Given exercise: Retype, without alteration, each line from the line containing "gold medal in the photo above." to the final line of the records.

= = = =

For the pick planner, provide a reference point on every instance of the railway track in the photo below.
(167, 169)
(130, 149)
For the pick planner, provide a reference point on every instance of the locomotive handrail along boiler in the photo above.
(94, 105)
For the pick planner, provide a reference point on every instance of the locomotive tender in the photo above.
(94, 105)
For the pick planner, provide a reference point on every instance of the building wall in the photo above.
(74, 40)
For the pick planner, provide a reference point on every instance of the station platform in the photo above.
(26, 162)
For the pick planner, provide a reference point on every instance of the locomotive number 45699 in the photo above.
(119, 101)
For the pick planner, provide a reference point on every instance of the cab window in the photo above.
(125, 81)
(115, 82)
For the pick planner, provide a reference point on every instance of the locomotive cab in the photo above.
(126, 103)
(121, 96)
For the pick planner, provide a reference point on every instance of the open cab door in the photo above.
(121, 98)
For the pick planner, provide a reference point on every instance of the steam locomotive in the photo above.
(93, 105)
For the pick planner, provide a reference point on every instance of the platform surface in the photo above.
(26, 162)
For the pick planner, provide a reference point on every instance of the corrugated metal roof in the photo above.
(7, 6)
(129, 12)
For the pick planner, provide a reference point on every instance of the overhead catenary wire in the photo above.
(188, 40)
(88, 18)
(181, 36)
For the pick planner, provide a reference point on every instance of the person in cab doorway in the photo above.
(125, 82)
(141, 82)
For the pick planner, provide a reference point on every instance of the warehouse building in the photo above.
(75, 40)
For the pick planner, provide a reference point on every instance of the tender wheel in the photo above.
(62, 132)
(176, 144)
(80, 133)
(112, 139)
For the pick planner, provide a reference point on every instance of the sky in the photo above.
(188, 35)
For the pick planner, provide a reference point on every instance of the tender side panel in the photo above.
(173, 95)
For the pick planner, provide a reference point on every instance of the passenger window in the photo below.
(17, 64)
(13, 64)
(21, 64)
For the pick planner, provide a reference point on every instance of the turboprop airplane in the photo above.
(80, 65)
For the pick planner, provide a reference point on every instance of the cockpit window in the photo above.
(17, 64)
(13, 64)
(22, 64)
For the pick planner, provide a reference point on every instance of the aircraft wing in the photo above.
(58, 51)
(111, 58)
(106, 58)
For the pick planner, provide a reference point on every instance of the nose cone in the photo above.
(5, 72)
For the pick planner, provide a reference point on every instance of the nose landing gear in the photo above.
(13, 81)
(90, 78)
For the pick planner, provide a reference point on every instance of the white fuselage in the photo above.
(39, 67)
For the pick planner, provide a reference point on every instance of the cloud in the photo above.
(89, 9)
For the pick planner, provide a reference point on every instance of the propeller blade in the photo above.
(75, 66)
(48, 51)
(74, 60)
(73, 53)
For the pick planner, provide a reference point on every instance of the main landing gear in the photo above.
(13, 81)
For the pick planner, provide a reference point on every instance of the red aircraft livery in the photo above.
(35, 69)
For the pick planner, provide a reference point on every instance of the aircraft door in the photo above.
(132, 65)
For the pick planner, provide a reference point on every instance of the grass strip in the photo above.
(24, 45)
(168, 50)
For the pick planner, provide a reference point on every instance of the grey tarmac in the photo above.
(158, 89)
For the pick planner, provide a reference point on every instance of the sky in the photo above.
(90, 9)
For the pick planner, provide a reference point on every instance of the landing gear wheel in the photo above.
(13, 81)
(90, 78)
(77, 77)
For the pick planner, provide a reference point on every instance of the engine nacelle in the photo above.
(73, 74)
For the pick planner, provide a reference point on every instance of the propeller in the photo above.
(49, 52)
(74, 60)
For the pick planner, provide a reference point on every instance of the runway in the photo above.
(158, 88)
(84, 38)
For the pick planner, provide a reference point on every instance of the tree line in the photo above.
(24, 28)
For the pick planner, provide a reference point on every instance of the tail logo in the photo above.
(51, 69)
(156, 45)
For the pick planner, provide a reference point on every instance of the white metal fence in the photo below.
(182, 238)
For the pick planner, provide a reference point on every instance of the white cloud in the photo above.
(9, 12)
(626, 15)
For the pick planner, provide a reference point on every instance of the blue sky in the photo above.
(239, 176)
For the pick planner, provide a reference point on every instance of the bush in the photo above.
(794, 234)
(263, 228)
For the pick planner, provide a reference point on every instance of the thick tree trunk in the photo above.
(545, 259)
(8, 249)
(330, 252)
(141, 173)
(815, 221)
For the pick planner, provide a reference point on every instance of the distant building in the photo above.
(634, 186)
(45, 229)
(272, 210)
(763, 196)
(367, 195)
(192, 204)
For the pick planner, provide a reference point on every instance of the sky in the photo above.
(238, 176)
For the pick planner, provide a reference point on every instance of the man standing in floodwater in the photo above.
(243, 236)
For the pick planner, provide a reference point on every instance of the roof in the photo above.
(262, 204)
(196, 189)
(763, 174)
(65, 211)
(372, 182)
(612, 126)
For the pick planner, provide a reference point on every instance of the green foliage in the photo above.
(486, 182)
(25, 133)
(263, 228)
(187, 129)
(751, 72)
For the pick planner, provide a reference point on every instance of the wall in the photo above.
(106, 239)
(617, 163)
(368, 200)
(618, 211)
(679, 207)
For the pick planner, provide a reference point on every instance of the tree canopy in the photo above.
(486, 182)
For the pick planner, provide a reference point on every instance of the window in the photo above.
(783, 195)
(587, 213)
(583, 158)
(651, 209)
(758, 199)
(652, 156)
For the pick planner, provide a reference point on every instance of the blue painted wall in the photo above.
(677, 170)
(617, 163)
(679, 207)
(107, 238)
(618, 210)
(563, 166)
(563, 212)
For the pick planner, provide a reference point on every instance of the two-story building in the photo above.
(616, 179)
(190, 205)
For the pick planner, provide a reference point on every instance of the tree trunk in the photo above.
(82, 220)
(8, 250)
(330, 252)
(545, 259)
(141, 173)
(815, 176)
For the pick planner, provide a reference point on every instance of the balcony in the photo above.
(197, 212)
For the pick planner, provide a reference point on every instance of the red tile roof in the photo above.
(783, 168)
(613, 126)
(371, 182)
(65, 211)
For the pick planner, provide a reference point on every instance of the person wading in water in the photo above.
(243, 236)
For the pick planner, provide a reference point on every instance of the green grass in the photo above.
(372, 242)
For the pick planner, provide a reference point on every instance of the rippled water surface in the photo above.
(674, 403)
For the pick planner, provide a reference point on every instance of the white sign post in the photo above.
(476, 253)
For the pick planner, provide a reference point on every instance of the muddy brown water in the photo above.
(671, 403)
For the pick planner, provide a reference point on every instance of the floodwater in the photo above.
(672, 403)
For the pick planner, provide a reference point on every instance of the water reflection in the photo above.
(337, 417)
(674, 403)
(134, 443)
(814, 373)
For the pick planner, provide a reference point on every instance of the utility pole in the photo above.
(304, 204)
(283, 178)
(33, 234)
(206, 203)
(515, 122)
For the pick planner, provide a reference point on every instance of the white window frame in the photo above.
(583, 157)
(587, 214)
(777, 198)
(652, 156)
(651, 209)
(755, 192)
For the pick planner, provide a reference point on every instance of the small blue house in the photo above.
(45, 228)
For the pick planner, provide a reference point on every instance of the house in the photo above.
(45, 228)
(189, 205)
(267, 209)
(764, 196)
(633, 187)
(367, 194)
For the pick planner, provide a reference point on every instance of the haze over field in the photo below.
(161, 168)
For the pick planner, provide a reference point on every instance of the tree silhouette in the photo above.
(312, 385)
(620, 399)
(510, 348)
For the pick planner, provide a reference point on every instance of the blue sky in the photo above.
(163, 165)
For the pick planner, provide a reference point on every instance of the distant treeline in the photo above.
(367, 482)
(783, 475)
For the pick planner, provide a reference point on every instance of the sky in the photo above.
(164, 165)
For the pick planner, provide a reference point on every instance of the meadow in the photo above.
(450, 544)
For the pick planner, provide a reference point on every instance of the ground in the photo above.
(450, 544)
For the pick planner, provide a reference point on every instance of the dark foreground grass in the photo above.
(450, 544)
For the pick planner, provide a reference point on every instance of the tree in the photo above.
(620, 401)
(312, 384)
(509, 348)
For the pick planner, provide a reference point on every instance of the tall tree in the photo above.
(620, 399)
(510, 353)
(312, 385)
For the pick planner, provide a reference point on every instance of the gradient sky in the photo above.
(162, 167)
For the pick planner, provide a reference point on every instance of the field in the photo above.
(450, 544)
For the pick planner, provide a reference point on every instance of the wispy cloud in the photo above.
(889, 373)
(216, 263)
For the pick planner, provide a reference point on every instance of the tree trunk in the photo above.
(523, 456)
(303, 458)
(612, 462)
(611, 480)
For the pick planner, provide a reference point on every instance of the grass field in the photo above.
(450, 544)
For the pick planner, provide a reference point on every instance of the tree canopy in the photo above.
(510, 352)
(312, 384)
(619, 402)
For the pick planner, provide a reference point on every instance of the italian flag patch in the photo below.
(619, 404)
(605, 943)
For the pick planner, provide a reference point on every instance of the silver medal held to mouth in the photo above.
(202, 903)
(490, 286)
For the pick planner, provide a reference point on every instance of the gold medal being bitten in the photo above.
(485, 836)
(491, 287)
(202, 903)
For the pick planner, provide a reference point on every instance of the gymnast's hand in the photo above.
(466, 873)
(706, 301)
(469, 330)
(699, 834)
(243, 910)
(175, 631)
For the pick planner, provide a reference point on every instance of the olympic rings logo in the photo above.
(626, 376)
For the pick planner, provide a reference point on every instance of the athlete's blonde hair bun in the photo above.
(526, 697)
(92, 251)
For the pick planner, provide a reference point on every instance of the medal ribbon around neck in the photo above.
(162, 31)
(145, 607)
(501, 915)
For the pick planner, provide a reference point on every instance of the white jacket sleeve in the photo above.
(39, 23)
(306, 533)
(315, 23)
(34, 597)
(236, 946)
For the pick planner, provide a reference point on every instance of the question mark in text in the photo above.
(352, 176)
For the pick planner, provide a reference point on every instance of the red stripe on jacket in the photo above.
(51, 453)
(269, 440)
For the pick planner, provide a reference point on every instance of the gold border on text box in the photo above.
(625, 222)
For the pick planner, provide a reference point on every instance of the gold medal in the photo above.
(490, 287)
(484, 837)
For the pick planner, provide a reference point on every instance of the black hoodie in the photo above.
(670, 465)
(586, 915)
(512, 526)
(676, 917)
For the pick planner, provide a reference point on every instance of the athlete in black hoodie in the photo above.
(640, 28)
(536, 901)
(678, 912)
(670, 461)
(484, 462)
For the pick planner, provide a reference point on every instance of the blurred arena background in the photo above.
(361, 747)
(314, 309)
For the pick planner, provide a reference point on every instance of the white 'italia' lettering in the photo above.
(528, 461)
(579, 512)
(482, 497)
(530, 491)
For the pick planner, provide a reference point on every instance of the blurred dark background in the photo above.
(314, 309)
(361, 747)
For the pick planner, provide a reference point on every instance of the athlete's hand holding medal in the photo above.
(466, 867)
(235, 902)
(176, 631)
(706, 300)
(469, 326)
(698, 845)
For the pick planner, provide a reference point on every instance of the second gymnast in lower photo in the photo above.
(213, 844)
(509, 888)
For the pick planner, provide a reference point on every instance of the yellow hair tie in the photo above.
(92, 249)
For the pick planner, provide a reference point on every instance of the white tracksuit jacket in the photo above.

= = = =

Answer to this task:
For the pick planner, provide a reference point on every instance of the gold medal in the photo above.
(490, 287)
(484, 837)
For the pick planner, provide a reference point on every instance of the black hoodie in the photo above.
(670, 465)
(586, 915)
(512, 526)
(676, 917)
For the pick planner, provide a reference point on every instance of the athlete in black hoodie in the photo above.
(640, 28)
(536, 901)
(678, 912)
(670, 461)
(484, 462)
For the pick planner, provide a reference point on every instance of the blurred arena background in the photo above.
(361, 747)
(314, 309)
For the pick planner, provide a reference point on every instance of the white 'italia' lettering in the photo above.
(528, 461)
(579, 512)
(482, 497)
(530, 491)
For the pick planner, provide a reference point on every instance of the blurred dark background in the photo above.
(314, 309)
(361, 747)
For the pick planner, provide a reference point on every instance of the athlete's hand holding medal in the photo above.
(466, 867)
(235, 902)
(176, 631)
(706, 300)
(469, 326)
(698, 845)
For the pick planner, provide a reference point on every instance of the second gymnast in lower photo in the photo above.
(213, 844)
(509, 888)
For the pick planner, provide a reference point on every instance of the yellow hair tie in the photo above.
(92, 249)
For the pick planner, provide a reference point on every instance of the white tracksuit jacket in the photo above.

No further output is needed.